*Text section*.
⁂
Recession till 2018?

In an era where forecasts by permabears have gotten ample attention and vindication, few are as disturbing as this: a world recession until 2018.

It comes from Eisuke Sakakibara, Japan’s former top currency official. He is known as “Mr. Yen” for his ability to move markets. Because Tokyo’s revolving-door politics often sends a new face to each Group of 20 meeting, he is one of the few Japanese constants in market circles. Traders may not know the latest finance minister’s name, but they know Sakakibara.

Recession Lasting Until 2018 Is Worth Exploring: William Pesek

By then I'll be 32...not good.

 

I think this guys is extrapolating what happened to Japan over the past 20 years to the world economy. I'm not convinced for a couple reasons. The whole the "world is being austere" is a big stretch. QE2 being let to run its course and the tax cuts aren't exactly signs of fiscal tightening. Sure, Europe isn't quite as loose as the U.S. but the PIIGS are the only ones really being forced to tighten their belts. China isn't trying to cool its economy off very hard either. I think rising yields and the commodity run-up we had will hurt the global economy in the short-term, but that will lead to a "risk-off" situations where commodities become affordable again and people plow back into Treasuries, giving us a sound basis for a recovery. We're talking a 6-9 month slowdown (not recession) at best in this scenario. But what do I know?

 

Please god no, I'm no economist but I'm thinking another year or two before we start really growing again.

"You stop being an asshole when it sucks to be you." -IlliniProgrammer "Your grammar made me wish I'd been aborted." -happypantsmcgee
 

Honestly I think we're right on the edge. Right now I don't think it will happen, BUT there are a ton of one off risk factors that could cause global shocks. In no particular order of importance:

1) Spain defaults and/or a Euro dissolution 2) Another major bank failure (like JPM and silver, but possibly real) 3) Escalating trade barriers internationally 4) Moody's downgrading the US credit rating (they warned of the possibility following the tax debate) 5) A commercial real estate crisis

And that's just off the top of my head. All sorts of fun things could happen right now to doom us all to this bs for years to come. Oh joy!

 

That whole

"There’s a single reason why Japan’s 10-year bond yields are below 1.3 percent and Asia’s No. 2 economy isn’t being downgraded. Since about 95 percent of Japan’s debt is held domestically, there’s no risk of capital flight."
⁂
*Data for this exercise*.
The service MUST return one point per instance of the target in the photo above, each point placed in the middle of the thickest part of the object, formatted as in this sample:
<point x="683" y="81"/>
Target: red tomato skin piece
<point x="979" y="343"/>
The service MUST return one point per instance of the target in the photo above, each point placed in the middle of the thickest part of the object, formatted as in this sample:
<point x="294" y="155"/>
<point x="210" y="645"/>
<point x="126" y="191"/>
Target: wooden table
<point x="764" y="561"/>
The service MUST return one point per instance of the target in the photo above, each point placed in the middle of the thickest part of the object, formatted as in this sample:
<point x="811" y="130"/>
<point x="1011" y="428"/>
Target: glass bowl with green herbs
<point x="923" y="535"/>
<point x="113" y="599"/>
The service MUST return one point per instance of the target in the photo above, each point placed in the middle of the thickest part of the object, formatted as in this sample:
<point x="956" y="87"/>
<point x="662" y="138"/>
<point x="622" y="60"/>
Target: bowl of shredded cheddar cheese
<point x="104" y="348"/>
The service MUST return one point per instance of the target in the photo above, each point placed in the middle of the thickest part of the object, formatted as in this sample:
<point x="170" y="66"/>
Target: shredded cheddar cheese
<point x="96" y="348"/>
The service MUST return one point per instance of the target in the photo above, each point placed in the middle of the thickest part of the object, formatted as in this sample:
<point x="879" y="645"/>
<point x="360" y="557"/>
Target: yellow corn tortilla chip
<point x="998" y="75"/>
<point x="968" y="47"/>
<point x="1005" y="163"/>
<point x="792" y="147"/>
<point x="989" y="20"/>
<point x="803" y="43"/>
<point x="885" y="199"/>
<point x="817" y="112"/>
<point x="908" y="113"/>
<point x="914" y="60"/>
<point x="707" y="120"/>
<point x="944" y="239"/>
⁂
*Given problem 1*. Summarize the recession thread in two sentences.
*Given problem 2*. Pick out every line of the entries that contains the word "cheese".
The recession thread and the entries come from separate sources.

*Right answer 1*. Eisuke Sakakibara, Japan's former top currency official known as "Mr. Yen," forecasts a world recession lasting until 2018. Replies range from doubt that the world is really austere, with a 6-9 month slowdown predicted instead, to a list of risks that could cause global shocks, such as a Spain default or Euro dissolution, another major bank failure, escalating trade barriers, a Moody's downgrade of the US credit rating and a commercial real estate crisis.

*Right answer 2*.
Target: bowl of shredded cheddar cheese
Target: shredded cheddar cheese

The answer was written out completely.